◆ CONSIGNE ◆
Réécrivez le passage du texte sur la guerre au Tigré en commençant par « Autre motif d’espoir : la » et en finissant par « place d’un cessez-le-feu. ». Remplacez-y « lettre » par « missive ».

━━ TEXTE À ANALYSER ━━

Autre motif d’espoir : la volonté publiquement affichée par les deux camps de mettre un terme à la guerre. Dans une lettre adressée au secrétaire général des Nations unies le 19 décembre, Debretsion Gebremichael, le leader du Front de libération du peuple du Tigré (TPLF) – la matrice politique des TDF – appelait à la mise en place d’un cessez-le-feu.

Abiy Ahmed, après avoir arrêté ses troupes aux portes du Tigré, a décidé de libérer une trentaine d’opposants politiques pour entamer un dialogue national de réconciliation. Parmi eux, six membres du TPLF, pourtant placé sur la liste des organisations terroristes par le Parlement.

Si sa priorité reste de « protéger [sa] victoire militaire par tous les moyens possibles », il affirme dans un communiqué paru le 8 janvier qu’en « second lieu, nous allons entériner la victoire par des initiatives politiques et pacifiques ».

« Phase relativement constructive »

━━━
━━ EXTRAIT DES DONNÉES ━━

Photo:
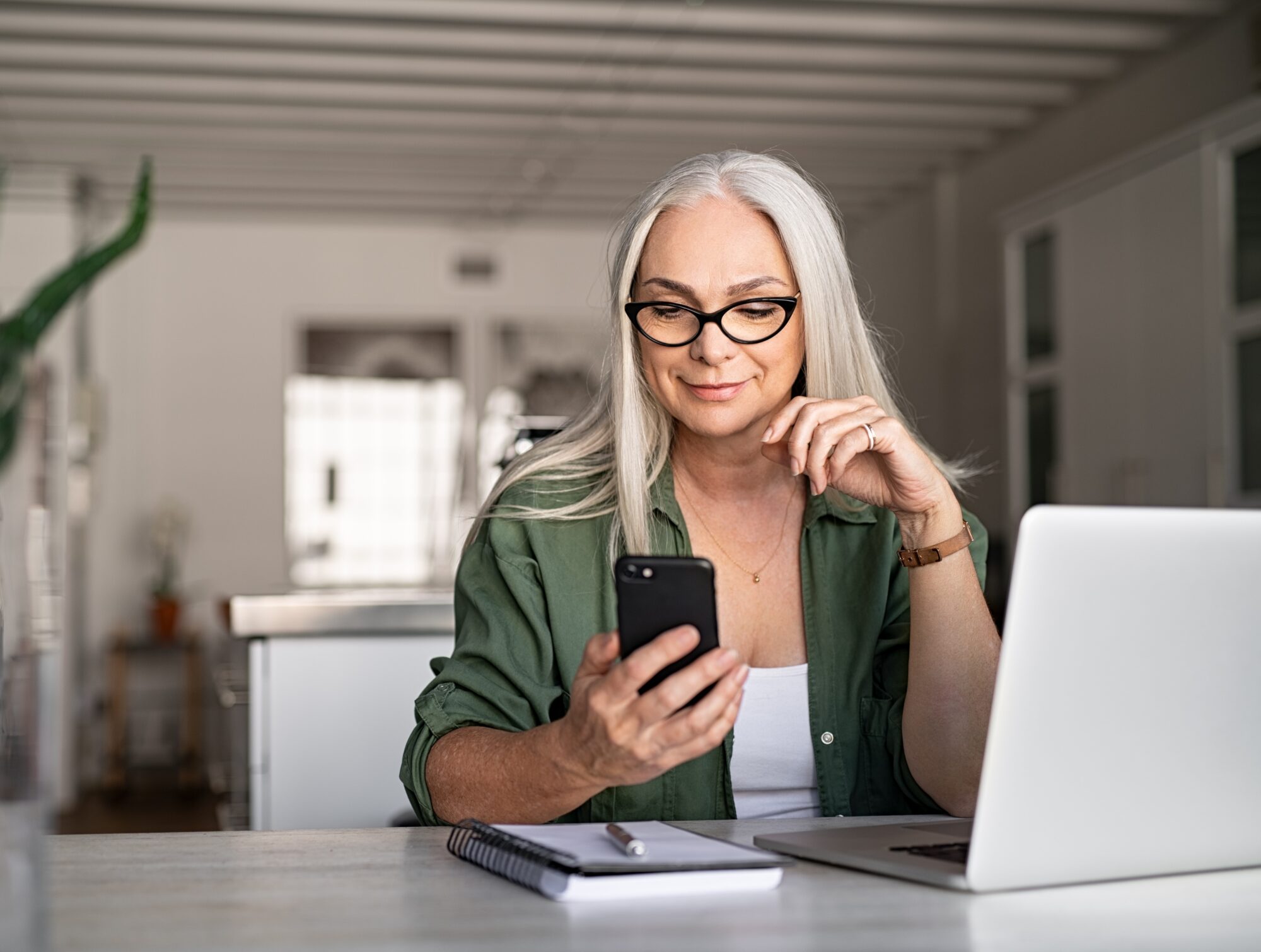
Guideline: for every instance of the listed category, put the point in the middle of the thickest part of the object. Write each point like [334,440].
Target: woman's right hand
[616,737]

━━━

◆ CORRIGÉ DÉTAILLÉ ◆
Autre motif d’espoir : la volonté publiquement affichée par les deux camps de mettre un terme à la guerre. Dans une missive adressée au secrétaire général des Nations unies le 19 décembre, Debretsion Gebremichael, le leader du Front de libération du peuple du Tigré (TPLF) – la matrice politique des TDF – appelait à la mise en place d’un cessez-le-feu.